Custom pgstat support performance regression for simple queries

От
Andres Freund
Дата:
Hi,

I wanted to run some performance tests for [1] and looked at the profile of a
workload with a lot of short queries. And was rather surprised to see
pgstat_report_stat() to be the top entry - that certainly didn't use to be the
case.

For the, obviously rather extreme, workload of a pgbench session just running
  SELECT 1;
I see about a 6% regression from 17.

That seems too high, even for such an absurd workload.


It's one thing to have a loop over all potential stats kinds when we know
there are pending stats, that's not that frequent. But fc415edf8ca8 changed a
test consisting out of 3 checks of a variable and one direct function call to
a loop over an array with 256 elements, with a number of indirect function
calls - all of that happens *before* pgstat_report_stat() decides that there
are no stats to report.

It seems rather unsurprising that that causes a slowdown.

The pre-check is there to:
    /* Don't expend a clock check if nothing to do */

but you made it way more expensive than a clock check would have been (not
counting old vmware installs or such, where clock checks take ages).

If I change the loop count to only be the builtin stats kinds, the overhead
goes away almost completely.

Greetings,

Andres Freund

[1] https://www.postgresql.org/message-id/aGKSzFlpQWSh%2F%2B2w%40ip-10-97-1-34.eu-west-3.compute.internal



Re: Custom pgstat support performance regression for simple queries

От
Michael Paquier
Дата:
On Tue, Jul 22, 2025 at 10:57:06AM -0400, Andres Freund wrote:
> It seems rather unsurprising that that causes a slowdown.
>
> The pre-check is there to:
>     /* Don't expend a clock check if nothing to do */
>
> but you made it way more expensive than a clock check would have been (not
> counting old vmware installs or such, where clock checks take ages).
>
> If I change the loop count to only be the builtin stats kinds, the overhead
> goes away almost completely.

Noted.  I was wondering originally if the threshold for the builtin
and custom kinds should be lowered, as well.  Perhaps that's just too
optimistic, so we can first lower things.  Say PGSTAT_KIND_CUSTOM_MIN
to 32 and PGSTAT_KIND_MAX to 48 or so to begin with?  I don't see a
strict policy here, but these would make the whole cheaper to begin
with, with enough margin for any new stats kinds.

Then, about the loop used here, I'd be OK to keep the past shortcuts
for the builtin fixed-sized stats kinds with the requirement that new
builtin stats kinds need to hack into pgstat_report_stat() themselves
on efficiency grounds, combined with a second loop for custom kinds,
taken only if pgstat_register_kind() has been used by tracking if
that's the case in a flag.  Do you have a specific preference here?

- SET TASKS
1. In the pgstat regression thread, why does Andres Freund find the slowdown from fc415edf8ca8 unsurprising? Answer in one to three sentences.
2. Write out the pgstat regression thread from "For the, obviously" to "an absurd workload.".

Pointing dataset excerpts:

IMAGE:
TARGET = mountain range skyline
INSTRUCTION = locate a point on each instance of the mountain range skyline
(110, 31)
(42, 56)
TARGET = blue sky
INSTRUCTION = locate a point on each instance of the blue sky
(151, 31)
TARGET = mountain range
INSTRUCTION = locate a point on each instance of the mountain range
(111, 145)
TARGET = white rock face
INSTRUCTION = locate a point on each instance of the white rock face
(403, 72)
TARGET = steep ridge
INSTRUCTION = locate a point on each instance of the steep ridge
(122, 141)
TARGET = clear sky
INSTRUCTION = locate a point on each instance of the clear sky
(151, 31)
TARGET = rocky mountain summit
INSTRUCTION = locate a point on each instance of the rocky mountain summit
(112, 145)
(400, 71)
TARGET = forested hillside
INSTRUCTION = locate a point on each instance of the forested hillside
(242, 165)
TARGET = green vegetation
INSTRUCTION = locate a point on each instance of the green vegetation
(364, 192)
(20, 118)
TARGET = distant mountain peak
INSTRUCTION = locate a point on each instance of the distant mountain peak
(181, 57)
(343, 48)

...

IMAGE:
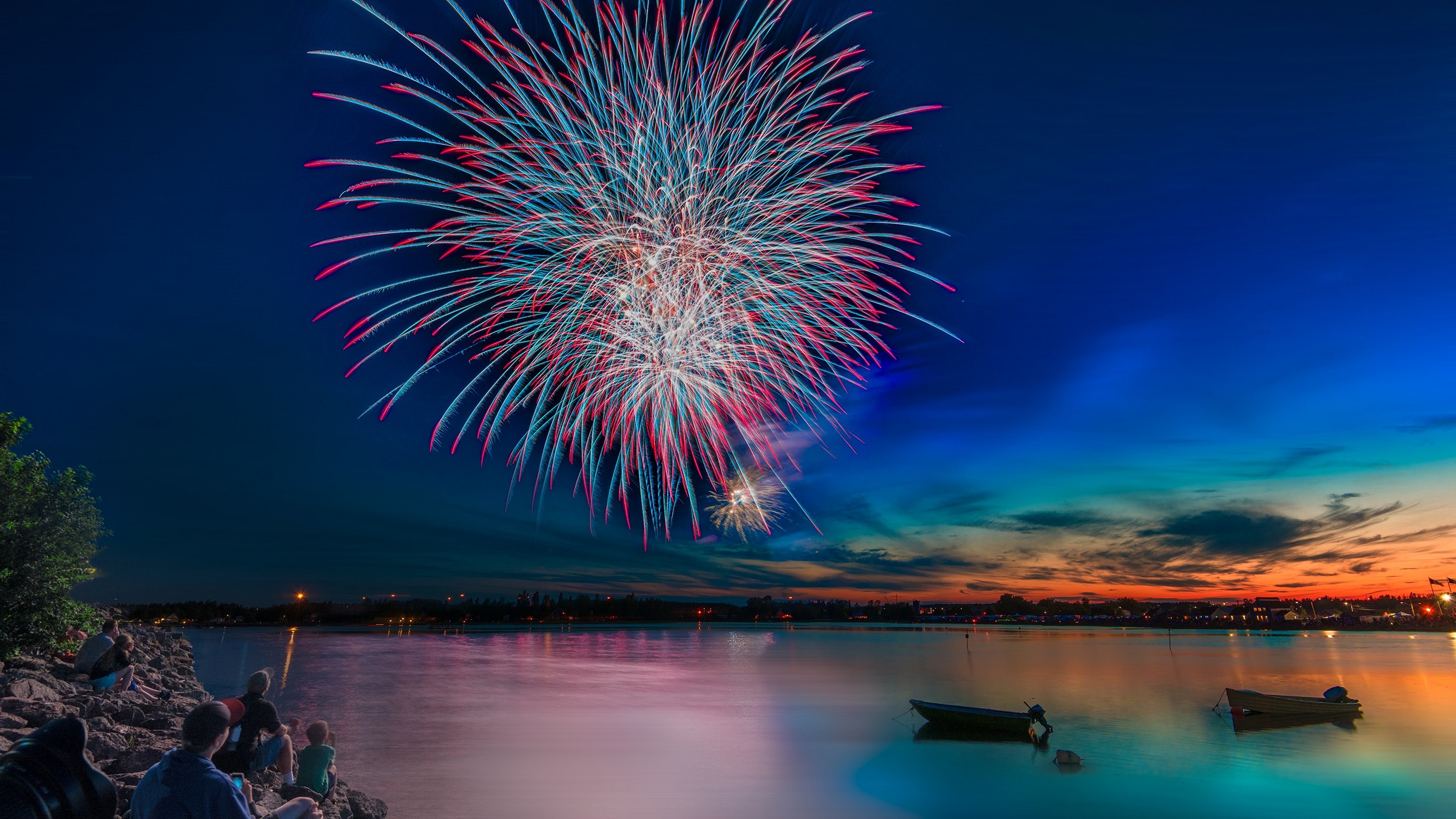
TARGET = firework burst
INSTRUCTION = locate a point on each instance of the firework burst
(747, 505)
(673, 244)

- ANSWERS TO EACH TASK
1. The commit replaced a pre-check of three variable checks and one direct function call with a loop over a 256-element array that makes several indirect function calls. All of that runs before pgstat_report_stat() decides there are no stats to report, so the cost is paid on every call.

2.
For the, obviously rather extreme, workload of a pgbench session just running
  SELECT 1;
I see about a 6% regression from 17.

That seems too high, even for such an absurd workload.